Dataset items:
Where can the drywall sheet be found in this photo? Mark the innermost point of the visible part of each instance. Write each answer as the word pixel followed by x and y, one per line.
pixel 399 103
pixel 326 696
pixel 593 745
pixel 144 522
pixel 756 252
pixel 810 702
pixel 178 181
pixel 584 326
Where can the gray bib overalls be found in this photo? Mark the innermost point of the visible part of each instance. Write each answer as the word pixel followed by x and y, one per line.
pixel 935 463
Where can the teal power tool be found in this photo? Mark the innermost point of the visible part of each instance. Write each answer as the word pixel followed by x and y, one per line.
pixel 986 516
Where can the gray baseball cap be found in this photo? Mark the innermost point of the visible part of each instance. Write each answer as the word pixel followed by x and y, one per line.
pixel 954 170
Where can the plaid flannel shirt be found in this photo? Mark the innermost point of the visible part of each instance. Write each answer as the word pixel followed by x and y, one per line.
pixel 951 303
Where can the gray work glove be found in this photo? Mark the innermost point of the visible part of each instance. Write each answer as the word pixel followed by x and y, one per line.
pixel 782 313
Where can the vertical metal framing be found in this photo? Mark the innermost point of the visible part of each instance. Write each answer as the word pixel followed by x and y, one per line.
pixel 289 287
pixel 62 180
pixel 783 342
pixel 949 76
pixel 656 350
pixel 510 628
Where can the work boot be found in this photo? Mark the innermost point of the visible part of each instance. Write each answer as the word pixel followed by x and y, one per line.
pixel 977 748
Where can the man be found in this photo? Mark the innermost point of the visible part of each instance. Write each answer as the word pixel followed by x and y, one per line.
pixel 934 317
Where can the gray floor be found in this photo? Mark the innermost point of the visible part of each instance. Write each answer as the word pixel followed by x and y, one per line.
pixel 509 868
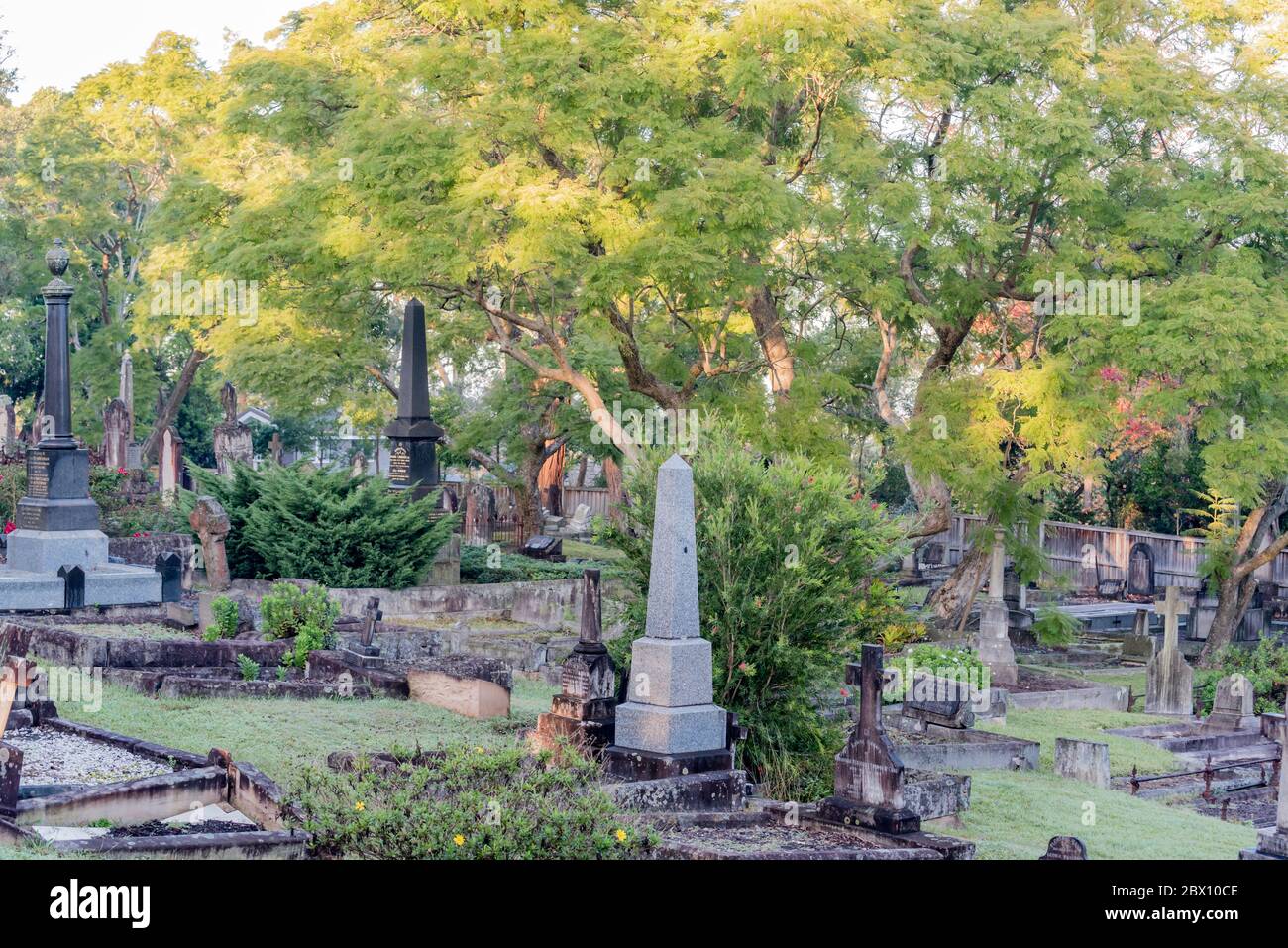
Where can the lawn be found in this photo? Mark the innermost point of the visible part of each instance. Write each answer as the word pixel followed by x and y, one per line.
pixel 1014 814
pixel 282 736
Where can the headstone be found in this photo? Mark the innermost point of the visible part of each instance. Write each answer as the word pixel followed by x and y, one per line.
pixel 580 522
pixel 584 710
pixel 116 434
pixel 870 776
pixel 995 639
pixel 1065 848
pixel 56 520
pixel 170 466
pixel 669 725
pixel 1138 644
pixel 170 566
pixel 73 578
pixel 127 393
pixel 413 459
pixel 1170 681
pixel 232 438
pixel 211 524
pixel 1082 760
pixel 1234 704
pixel 480 520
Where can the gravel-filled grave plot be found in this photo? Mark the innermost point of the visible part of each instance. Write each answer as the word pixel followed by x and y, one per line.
pixel 55 756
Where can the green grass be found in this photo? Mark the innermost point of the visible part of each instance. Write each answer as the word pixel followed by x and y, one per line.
pixel 583 550
pixel 282 736
pixel 1014 814
pixel 1044 727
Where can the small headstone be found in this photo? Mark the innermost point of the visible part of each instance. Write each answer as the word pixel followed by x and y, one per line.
pixel 1234 704
pixel 232 438
pixel 1082 760
pixel 995 638
pixel 211 524
pixel 116 434
pixel 170 466
pixel 73 579
pixel 170 566
pixel 1170 679
pixel 1065 848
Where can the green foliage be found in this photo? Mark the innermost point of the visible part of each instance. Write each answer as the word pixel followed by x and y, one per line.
pixel 483 565
pixel 227 616
pixel 1265 666
pixel 287 609
pixel 1055 627
pixel 786 552
pixel 342 531
pixel 249 668
pixel 469 804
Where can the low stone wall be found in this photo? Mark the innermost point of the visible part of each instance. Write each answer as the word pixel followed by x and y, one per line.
pixel 1102 697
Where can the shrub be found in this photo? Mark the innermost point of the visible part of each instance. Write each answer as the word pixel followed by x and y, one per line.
pixel 1265 666
pixel 249 668
pixel 488 565
pixel 468 804
pixel 329 527
pixel 227 618
pixel 786 549
pixel 287 609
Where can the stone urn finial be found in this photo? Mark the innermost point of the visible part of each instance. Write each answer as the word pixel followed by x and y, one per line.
pixel 56 258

_PROBLEM_: Please substitute "central" for "innermost" throughout the items above and write them out again with nothing else changed. Leave the pictures out of your answer.

_THE COMPLETED TASK_:
Where can the drywall sheet be found in this photo? Mark the central point of the visible part of each instance. Write each answer as the word pixel followed by x and y, one per line.
pixel 399 103
pixel 326 696
pixel 593 745
pixel 144 522
pixel 756 252
pixel 810 702
pixel 178 181
pixel 584 326
Where can the gray bib overalls be found in this photo? Mark the central point of the visible part of each instance. Write each answer as the word pixel followed by x and y, one per line.
pixel 935 463
Where can the teal power tool be found in this photo? Mark the central point of the visible part of each instance. Write each answer as the word pixel followed by x and y, one per line.
pixel 986 516
Where can the gray baseball cap be found in this photo? Mark the central point of the visible part of each instance. Write each answer as the word pixel followed by x and y, one per line.
pixel 954 170
Where can the plaid flannel shirt be found in this photo? Mark the central point of the visible part of each instance. Write each answer as the word pixel followed by x and y, one per line.
pixel 951 303
Where can the gray work glove be found in this photo? Mark the central point of the visible part of each instance. Write each answer as the word pixel followed by x and y, one per line.
pixel 782 313
Where can the vertical metal framing be found in this photo? Mark the central point of the visible part of each instance. Write each answer as the word pixel followed by x and y, one per line.
pixel 289 287
pixel 62 180
pixel 783 342
pixel 949 76
pixel 656 350
pixel 510 628
Where can the work boot be found in this photo? Mark the central point of the visible part of each instance. Write each answer as the word pixel followed by x and y, one per line.
pixel 977 748
Where can the man be found in this photo? Mark the central point of the visible part of each instance. Write each answer as the word pixel followed by x and y, one per line.
pixel 934 317
Where can the gray floor be found in this photo? Mark the central point of the visible part of each instance. Write each answer as the word pixel followed by x and y, one per line.
pixel 509 868
Where can the lawn be found in this photo? Mark the central point of the visible part of each instance. Write each answer as the word pixel followed by x and y, one per line.
pixel 1014 814
pixel 282 736
Where can the headstone be found in this photo? Mark the central point of the visible part of each instance. Write each answer as the word pixel followed by x and y, one per line.
pixel 580 522
pixel 584 710
pixel 116 434
pixel 870 776
pixel 995 639
pixel 1065 848
pixel 56 520
pixel 170 466
pixel 669 725
pixel 1138 644
pixel 170 566
pixel 73 578
pixel 127 393
pixel 413 459
pixel 1170 681
pixel 232 438
pixel 211 524
pixel 1082 760
pixel 1234 704
pixel 480 520
Where can the gravel-filled grave plot be found in this photo? Mark the central point of the visible part of each instance. Write each answer as the word pixel followed by x and y, one per line.
pixel 55 756
Where can the green grass be found in this photo? Mark the central point of the visible part of each instance. Write each answer as the word pixel followed by x and y, one per line.
pixel 583 550
pixel 282 736
pixel 1014 814
pixel 1044 727
Where can the small headstone be found in this photo? Mark the central point of the visible part of each instance. Write each answer as the word pixel followed by x and y, one per line.
pixel 1234 704
pixel 232 438
pixel 1082 760
pixel 995 638
pixel 211 524
pixel 116 434
pixel 170 466
pixel 73 579
pixel 170 566
pixel 1170 679
pixel 1065 848
Where can the green foliage be found in this photo? Mark the central point of the visible part of each instance. Write each answer as the word pixel followed by x and y, one per line.
pixel 483 565
pixel 227 616
pixel 1265 666
pixel 287 609
pixel 1055 627
pixel 786 552
pixel 342 531
pixel 249 668
pixel 469 804
Where can the low stone wall be found in this photo? Mark the central point of the visible part of each instance. Write each answer as the word pixel followed by x and y, one per line.
pixel 1102 697
Where can the shrub be found in this photo? Mark the central point of the visible part of each instance. Write each answer as the word pixel followed by x and y, one per line.
pixel 1265 666
pixel 249 668
pixel 488 565
pixel 468 804
pixel 329 527
pixel 227 618
pixel 786 549
pixel 287 609
Where can the stone urn finial be found in this photo? Mark the central point of the visible part of each instance. Write each answer as the word pixel followed by x and y, one per line.
pixel 56 258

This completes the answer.